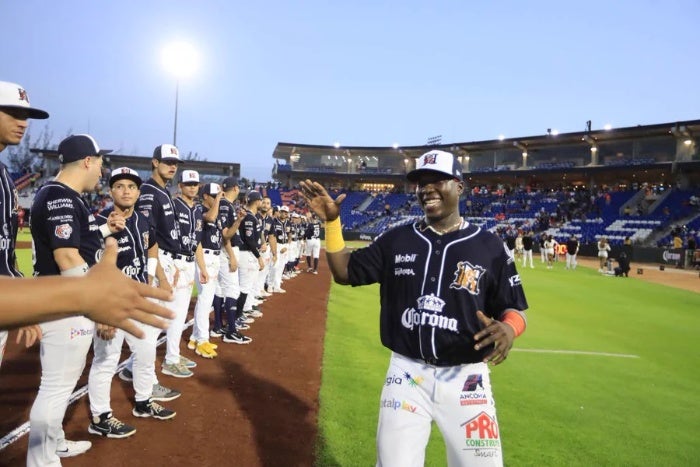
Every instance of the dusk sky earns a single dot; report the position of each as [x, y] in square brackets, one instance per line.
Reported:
[361, 73]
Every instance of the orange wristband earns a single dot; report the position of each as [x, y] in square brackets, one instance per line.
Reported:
[515, 321]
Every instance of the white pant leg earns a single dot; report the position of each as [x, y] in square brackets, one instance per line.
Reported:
[104, 365]
[205, 299]
[405, 413]
[465, 413]
[182, 291]
[64, 346]
[143, 361]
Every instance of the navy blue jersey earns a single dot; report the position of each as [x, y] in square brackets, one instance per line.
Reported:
[432, 286]
[266, 222]
[9, 207]
[251, 234]
[313, 230]
[156, 203]
[190, 220]
[227, 211]
[281, 230]
[132, 244]
[61, 219]
[211, 233]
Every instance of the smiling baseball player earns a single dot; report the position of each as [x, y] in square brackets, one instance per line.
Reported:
[451, 302]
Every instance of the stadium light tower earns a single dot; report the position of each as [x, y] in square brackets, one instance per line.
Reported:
[180, 60]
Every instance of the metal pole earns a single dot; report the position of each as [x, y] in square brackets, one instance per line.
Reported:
[177, 88]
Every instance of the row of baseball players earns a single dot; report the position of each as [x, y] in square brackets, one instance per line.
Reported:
[161, 241]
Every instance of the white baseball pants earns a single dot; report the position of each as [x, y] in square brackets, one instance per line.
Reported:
[205, 297]
[457, 398]
[64, 346]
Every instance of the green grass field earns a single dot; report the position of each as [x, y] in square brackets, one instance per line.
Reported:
[555, 409]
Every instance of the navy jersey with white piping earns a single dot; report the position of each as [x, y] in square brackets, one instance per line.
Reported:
[156, 203]
[432, 286]
[281, 230]
[61, 219]
[190, 220]
[251, 234]
[227, 212]
[9, 207]
[211, 233]
[132, 243]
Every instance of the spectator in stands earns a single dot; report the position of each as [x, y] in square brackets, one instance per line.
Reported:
[603, 249]
[623, 267]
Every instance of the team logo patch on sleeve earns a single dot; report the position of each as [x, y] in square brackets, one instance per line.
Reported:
[63, 231]
[467, 277]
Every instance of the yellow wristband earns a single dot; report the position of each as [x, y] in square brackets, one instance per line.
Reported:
[334, 236]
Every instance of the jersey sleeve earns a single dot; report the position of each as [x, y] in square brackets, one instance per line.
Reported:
[366, 264]
[62, 223]
[507, 289]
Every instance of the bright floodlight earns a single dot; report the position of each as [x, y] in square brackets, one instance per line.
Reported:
[180, 59]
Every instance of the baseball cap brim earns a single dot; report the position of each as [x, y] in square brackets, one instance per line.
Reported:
[37, 114]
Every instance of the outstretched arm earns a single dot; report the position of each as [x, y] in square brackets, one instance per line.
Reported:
[105, 295]
[328, 209]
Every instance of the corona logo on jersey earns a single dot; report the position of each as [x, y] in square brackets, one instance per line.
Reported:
[481, 432]
[467, 277]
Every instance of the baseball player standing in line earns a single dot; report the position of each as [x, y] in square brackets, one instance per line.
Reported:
[156, 203]
[249, 265]
[15, 110]
[66, 241]
[313, 243]
[451, 302]
[189, 214]
[211, 242]
[137, 258]
[571, 252]
[268, 253]
[228, 288]
[281, 230]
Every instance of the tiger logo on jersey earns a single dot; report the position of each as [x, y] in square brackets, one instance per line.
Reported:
[467, 277]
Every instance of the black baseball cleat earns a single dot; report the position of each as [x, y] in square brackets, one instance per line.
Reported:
[111, 427]
[236, 338]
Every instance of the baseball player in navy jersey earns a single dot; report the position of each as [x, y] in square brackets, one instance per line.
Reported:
[281, 230]
[451, 302]
[211, 241]
[137, 250]
[156, 203]
[15, 110]
[312, 235]
[66, 241]
[228, 288]
[189, 214]
[250, 263]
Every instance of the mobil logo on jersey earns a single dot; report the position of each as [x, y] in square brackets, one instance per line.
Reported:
[467, 277]
[481, 432]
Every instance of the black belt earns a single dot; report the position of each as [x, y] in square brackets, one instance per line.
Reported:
[189, 259]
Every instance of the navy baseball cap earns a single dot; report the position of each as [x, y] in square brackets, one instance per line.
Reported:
[436, 161]
[125, 172]
[167, 152]
[211, 189]
[78, 147]
[253, 196]
[14, 96]
[229, 182]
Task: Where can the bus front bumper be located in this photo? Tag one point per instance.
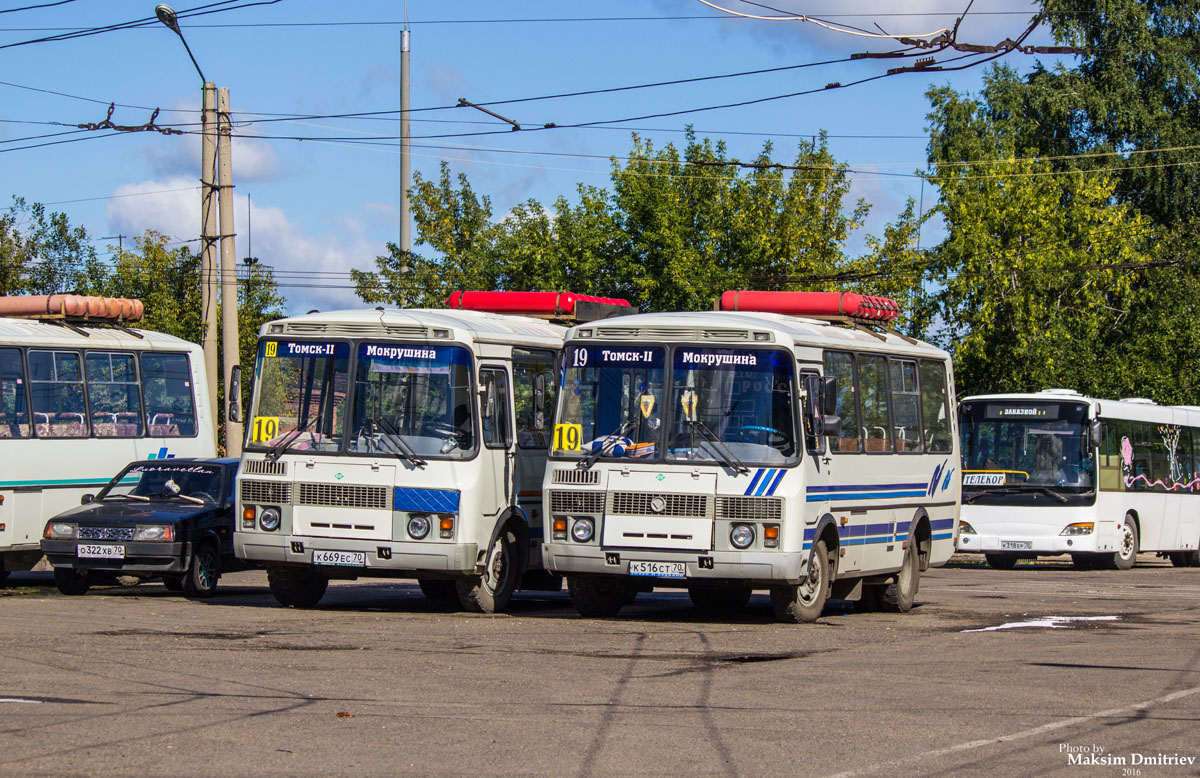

######

Find each line in the items above that contains the word "wristband", and copy it out in full.

Every instance of the orange wristband earns a single dot; report the position of each as [x, y] in square brackets, one instance per line.
Every instance of the yellow wristband earns a single dot; report the position of each as [x, y] in square brackets, one instance per line.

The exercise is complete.